- _Consigne 1_: Traduisez en anglais la phrase suivante de l'extrait sur M.Chat : « Depuis quelques années, M.Chat, alias Mister Cat, balade nonchalamment sa silhouette jaune et son sourire narquois sur les murs de Paris, Genève, New York ou Vienne. »
- _Consigne 2_: Donnez la suite de l'extrait sur M.Chat, à partir de sa dernière phrase.

Le chat est bien perché. Urbain et grimaçant. Insolent et taquin. Depuis quelques années, M.Chat, alias Mister Cat, balade nonchalamment sa silhouette jaune et son sourire narquois sur les murs de Paris, Genève, New York ou Vienne. La créature graphique, tout droit sortie de l'imaginaire d'un auteur anonyme, aurait, dit-on, commencé ses pérégrinations en 1997 à Orléans. Avant de se multiplier aux quatre coins du globe, suscitant la curiosité des passants et des habitants. 'Qui est donc ce matou globe-trotter' ? 'Qui se cache derrière cette figure féline' ? 'Et que signifie son rictus énigmatique' ?
Lever le nez
En mars dernier, après 10 ans d'activité clandestine, le masque tombe : un certain Thoma Vuille est arrêté à Orléans en flagrant délit de graf. Mister Cat, c'est lui. A 30 ans, cet ancien étudiant des Beaux-Arts qui anime des ateliers d'arts plastiques pour enfants en difficulté, revendique des influences mêlées, entre mouvement post-graffiti et pop art. La nuit, il se transforme en Petit Poucet du tag : masqué, une bombe à la main, en équilibre instable sur les cheminées ou les gouttières.
(Photos: ©Collectif CHAT)
Cet artiste un peu perché, un peu « autiste », vit depuis une décennie du revenu minimum d’insertion (RMI). En constant décalage. Et Mister Cat serait pour lui une façon de communiquer, d'exister même. « C'est son avatar social », dit Gilles Flouret, à l'origine du Collectif Chat, lancé il y a deux ans pour soutenir le projet et son auteur. « Thoma a la volonté d'être vu et reconnu, mais de manière passive. »

- _Données fournies_:
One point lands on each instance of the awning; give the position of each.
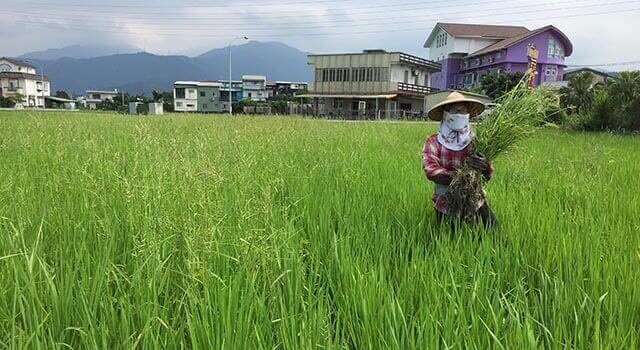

- _Réponse attendue 1_: For a few years now, M.Chat, alias Mister Cat, has been nonchalantly parading his yellow silhouette and mocking grin across the walls of Paris, Geneva, New York or Vienna.

- _Réponse attendue 2_:
Ego atrophié ou icono branché, son minou moqueur est, au fil des ans, devenu un as de la « communication involontaire », tranchant ironiquement au cœur de la jungle publicitaire et de la pollution sonore des villes. Repérer Mister Cat s'apparente ainsi à un clandestin jeu de piste urbain, sorte de clin d'œil antimorosité et dont l'interprétation est laissée à l'imaginaire des passants, « ceux qui l'ont vu ». Ici à République, là à Clignancourt. Sous les yeux des uns, aux bords des canaux d'Amsterdam, et des autres, sur la 7th Avenue.
Dans les cortèges des manifs parisiennes
Ses tribulations poétiques ne l'empêchent pas de sortir les griffes : en 2002, lors des manifestations parisiennes contre la guerre d'Irak ou le Front National au second tour de la présidentielle, son effigie figure sur des pancartes de militants. « Je ris jaune », miaule-t-il sur les inscriptions.
Monsieur Chat lors de manifestations à Paris en 2002 : au deuxième tour des Présidentielles, Chirac affrontait Jean-Marie Le Pen(Photo: ©Collectif CHAT)
En 2004, le documentaire Chats perchés de l'artiste Cris Marker, un carnet ciné-génique de balades parisiennes dans l'air du temps, ouvre les portes de la reconnaissance internationale au chat jaune, dont l'auteur reste mystérieux. Une expo « grandeur nature » sur le parvis de Beaubourg et un numéro du journal Libération spécial plus tard, le phénomène est lancé. Les galeristes commencent à s'intéresser à ce drôle d'animal, les propositions de collaboration s'enchainent, de Francfort à Hong Kong. La Toile le traque : Googlemap recensant les 350 chats disséminés dans le monde ou galeries photos sur Flickr.
Le discret félin cède peu à peu aux souris du marketing : le graffiti en tant que « nouveau medium d'expression » commence à intéresser les marchands d'art, tout en générant un petit business : tee-shirt, goodies, cartes postales... Dans l'Hexagone, d'autres confrères de Mister Cat, comme Miss.Tic ou Space Invader sortent de la clandestinité et l'anonymat du street art et commencent à exposer officiellement leurs travaux dans des galeries ou musées.
10 ans, l'âge de raison
Après son arrestation, Vuille écope d'une amende de 300 euros et promet de sortir de la clandestinité. Il signe ainsi la consécration de son chat dessiné. Fini le tag underground. Pour son X anniversaire, le matou globe-trotter s'installe au musée des Beaux-Arts d'Orléans et s'offre une exposition grandeur nature sur les panneaux publicitaires Decaux. Ironie ? « On voulait proposer une activité académique tout en envahissant la ville, histoire de rester ouvert et accessible au public », explique Gilles Flouret.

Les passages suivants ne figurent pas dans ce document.